*EXPLORE THE MATERIAL*
[A] List every country named in the passage on U.S. foreign aid below.
[B] Carry on the passage on U.S. foreign aid below from its last sentence.

*STUDY TEXT*
_ _ _ _ _ _ _
Take the president of Rwanda, Paul Kagame, who shocked his CNN interviewer this week by saying of the cuts to USAID, ‘President Trump has unconventional ways of dealing with things. I completely agree with him.’ When pressed on the support his nation’s people may lose, he replied, ‘We might learn some lessons.’

The point that Kagame is making, and it is a wise one, is that Africa needs to be more self-sufficient and not permanently a needy client state of global powers, including America. USAID and the State Department dole out most of the roughly $70 billion in annual foreign aid from the U.S. But much of USAID’s funding is passed directly to various groups and projects that may or may not align with the recipient’s government. 

In Hungary, President Viktor Orban has gone a step further than applauding Trump’s USAID actions. His nation is making it illegal for many anti-government organizations to accept foreign aid from our country.

What started out as an opportunity to spread the basic American ideals of freedom and democracy turned into anti-democratic attempts to affect political change in other nations that border on imperialism.

‘Now is the moment when these international networks have to be taken down, they have to be swept away,’ Orban said this week, alleging that American foreign aid funds have been used in attempts to ‘topple’ his government.

Orban has a point. There is a fine line between, for example, exporting the American value of a free press by funding Hungarian news outlets, and interfering in Hungarian elections, especially if the news outlets are essentially mouthpieces for opposition parties.

The president of El Salvador, Nayib Bukele, seconded Orban’s assessment in an X post in which he wrote that most nations don’t want the aid. ‘While marketed as support for development, democracy, and human rights, the majority of these funds are funneled into opposition groups, NGOs with political agendas, and destabilizing movements.’

U.S. foreign aid serves two basic purposes. The first is economic: We buy a certain amount of allegiance from developing nations with our largesse, as well as eventual access to their markets.

The second is informational: We get a megaphone to try to make those nations more like America and less like China. 

USAID is an independent agency established by President John F. Kennedy, but President Trump has moved to put it under Secretary of State Marco Rubio. Although Rubio has proposed deep personnel cuts, he has assured Americans that important, life-saving, economic aid that is in line with America’s interests will be protected by his department. And few argue we should simply shut down medical clinics or stop sending mosquito nets to Africa.
_ _ _ _ _ _ _
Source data
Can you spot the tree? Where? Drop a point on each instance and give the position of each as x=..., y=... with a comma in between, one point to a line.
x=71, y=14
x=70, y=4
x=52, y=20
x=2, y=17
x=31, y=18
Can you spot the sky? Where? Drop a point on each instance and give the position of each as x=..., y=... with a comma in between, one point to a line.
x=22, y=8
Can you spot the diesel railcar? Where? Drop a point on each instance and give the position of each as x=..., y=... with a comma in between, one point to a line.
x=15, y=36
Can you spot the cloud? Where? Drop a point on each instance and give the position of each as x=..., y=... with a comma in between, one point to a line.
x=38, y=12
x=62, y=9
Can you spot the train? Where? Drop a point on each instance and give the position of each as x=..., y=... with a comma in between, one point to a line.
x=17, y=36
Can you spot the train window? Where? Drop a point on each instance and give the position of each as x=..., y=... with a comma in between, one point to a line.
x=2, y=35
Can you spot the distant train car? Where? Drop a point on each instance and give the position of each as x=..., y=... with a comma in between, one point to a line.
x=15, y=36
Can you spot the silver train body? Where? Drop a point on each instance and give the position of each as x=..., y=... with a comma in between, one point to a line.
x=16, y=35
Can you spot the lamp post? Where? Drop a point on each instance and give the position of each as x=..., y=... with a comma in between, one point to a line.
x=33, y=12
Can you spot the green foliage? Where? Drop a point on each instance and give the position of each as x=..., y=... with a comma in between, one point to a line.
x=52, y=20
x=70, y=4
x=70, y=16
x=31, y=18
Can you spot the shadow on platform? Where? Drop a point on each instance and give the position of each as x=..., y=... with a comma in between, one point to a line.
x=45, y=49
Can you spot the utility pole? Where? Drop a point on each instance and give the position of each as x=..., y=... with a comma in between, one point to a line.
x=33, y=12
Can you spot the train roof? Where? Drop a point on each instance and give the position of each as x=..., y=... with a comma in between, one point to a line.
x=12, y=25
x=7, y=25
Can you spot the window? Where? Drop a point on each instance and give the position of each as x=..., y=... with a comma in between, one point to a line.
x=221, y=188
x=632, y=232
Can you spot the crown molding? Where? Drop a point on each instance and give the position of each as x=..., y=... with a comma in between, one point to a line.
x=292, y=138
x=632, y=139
_ _ _ _ _ _ _
*RESULTS FOR THE EXERCISE*
[A] Rwanda, the United States, Hungary, El Salvador, China

[B]
Even Kagame envisions his continent being weaned off of a need for foreign assistance, not quite going cold turkey.

No, where the real issue lies is in the informational purpose of foreign aid. What started out as an opportunity to spread the basic American ideals of freedom and democracy turned into anti-democratic attempts to affect political change in other nations that border on imperialism.

Moreover, the side order of wokeness that comes with American foreign aid these days, in areas like gender and sexuality, are not only unwelcome in many third world nations, but it can actually retard those societies’ natural evolution towards greater tolerance.

It is difficult at the moment to understand exactly what changes are being made to foreign aid. Beyond the dramatic removal of agency names on buildings and announced layoffs, it’s not clear what aid we are keeping and what we are disposing of.

Ultimately, it is Rubio who has put himself in charge of foreign aid and the future of USAID. It is his responsibility to separate the wheat from the chaff, the programs that both save lives and advance American interests, versus those driven by partisan ideology.

What is not acceptable to the American people, or it seems to many global leaders, is that American foreign aid continues with the status quo. Trump was elected to make concrete changes to how we influence and interact with the world.

Trump and Rubio earned and deserve this chance to dramatically change and fix an aspect of our foreign policy that has been broken for decades, that has lost sight of its mission and that has often wrought more harm than good.

This can be a new age for American foreign aid, and a much more successful one.